> What you will do: Please turn part of the data below into a numbered list, leaving out any blank lines. Begin at the line that contains "Segment every balcony captured above.", stop after the line that contains "[292,150,400,218]", and include no other lines.

> Information given:
_ _ _ _ _
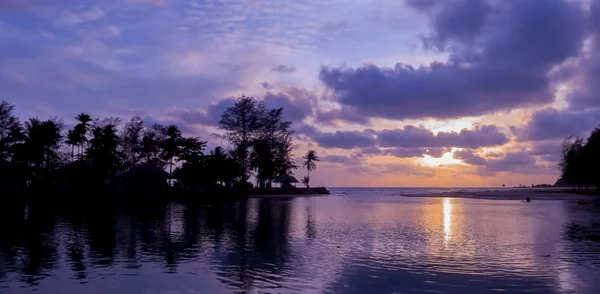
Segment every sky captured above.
_ _ _ _ _
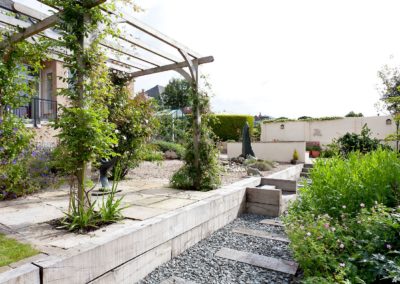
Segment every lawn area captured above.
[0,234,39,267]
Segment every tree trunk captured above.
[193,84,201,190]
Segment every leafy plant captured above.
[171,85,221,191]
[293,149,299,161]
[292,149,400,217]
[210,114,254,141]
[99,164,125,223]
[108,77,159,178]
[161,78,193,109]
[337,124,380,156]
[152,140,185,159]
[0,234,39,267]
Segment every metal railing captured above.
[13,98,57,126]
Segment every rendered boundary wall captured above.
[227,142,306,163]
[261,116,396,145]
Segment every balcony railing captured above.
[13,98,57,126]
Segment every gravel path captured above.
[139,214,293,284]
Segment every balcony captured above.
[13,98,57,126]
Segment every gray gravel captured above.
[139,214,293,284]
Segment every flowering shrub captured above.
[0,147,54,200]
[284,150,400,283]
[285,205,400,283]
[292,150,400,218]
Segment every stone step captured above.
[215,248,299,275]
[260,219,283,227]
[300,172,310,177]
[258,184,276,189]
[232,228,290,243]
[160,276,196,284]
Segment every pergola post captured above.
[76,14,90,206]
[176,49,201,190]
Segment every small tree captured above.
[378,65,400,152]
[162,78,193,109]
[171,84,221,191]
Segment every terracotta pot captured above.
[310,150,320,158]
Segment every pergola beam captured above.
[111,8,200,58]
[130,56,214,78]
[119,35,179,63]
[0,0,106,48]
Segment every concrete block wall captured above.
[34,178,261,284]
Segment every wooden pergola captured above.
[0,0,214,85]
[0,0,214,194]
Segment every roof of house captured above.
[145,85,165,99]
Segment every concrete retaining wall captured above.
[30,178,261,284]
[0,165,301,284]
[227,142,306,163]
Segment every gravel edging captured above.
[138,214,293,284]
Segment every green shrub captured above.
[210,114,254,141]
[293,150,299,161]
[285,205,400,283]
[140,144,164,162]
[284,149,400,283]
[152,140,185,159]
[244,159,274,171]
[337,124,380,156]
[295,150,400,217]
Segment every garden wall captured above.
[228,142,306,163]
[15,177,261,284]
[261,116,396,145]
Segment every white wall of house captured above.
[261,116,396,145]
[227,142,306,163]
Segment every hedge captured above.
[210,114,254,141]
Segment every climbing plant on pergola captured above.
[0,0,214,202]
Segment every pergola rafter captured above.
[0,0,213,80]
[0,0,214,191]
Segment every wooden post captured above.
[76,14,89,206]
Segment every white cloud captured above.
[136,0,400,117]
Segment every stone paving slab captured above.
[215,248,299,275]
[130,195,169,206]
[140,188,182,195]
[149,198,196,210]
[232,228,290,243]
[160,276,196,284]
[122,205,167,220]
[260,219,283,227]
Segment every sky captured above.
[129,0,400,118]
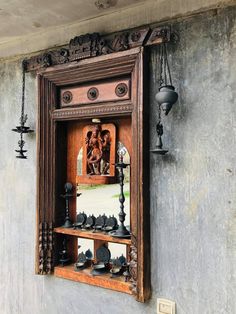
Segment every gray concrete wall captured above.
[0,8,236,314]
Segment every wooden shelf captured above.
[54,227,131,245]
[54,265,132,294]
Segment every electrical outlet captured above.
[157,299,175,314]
_ _ _ _ _
> Completed exercise:
1. Segment every balcony captured above.
2. [13,98,57,126]
3. Segment every gray gravel captured above.
4. [139,214,293,284]
5. Segment every flowering shrub captured above.
6. [0,147,54,200]
7. [284,150,400,283]
8. [285,205,400,283]
9. [292,150,400,218]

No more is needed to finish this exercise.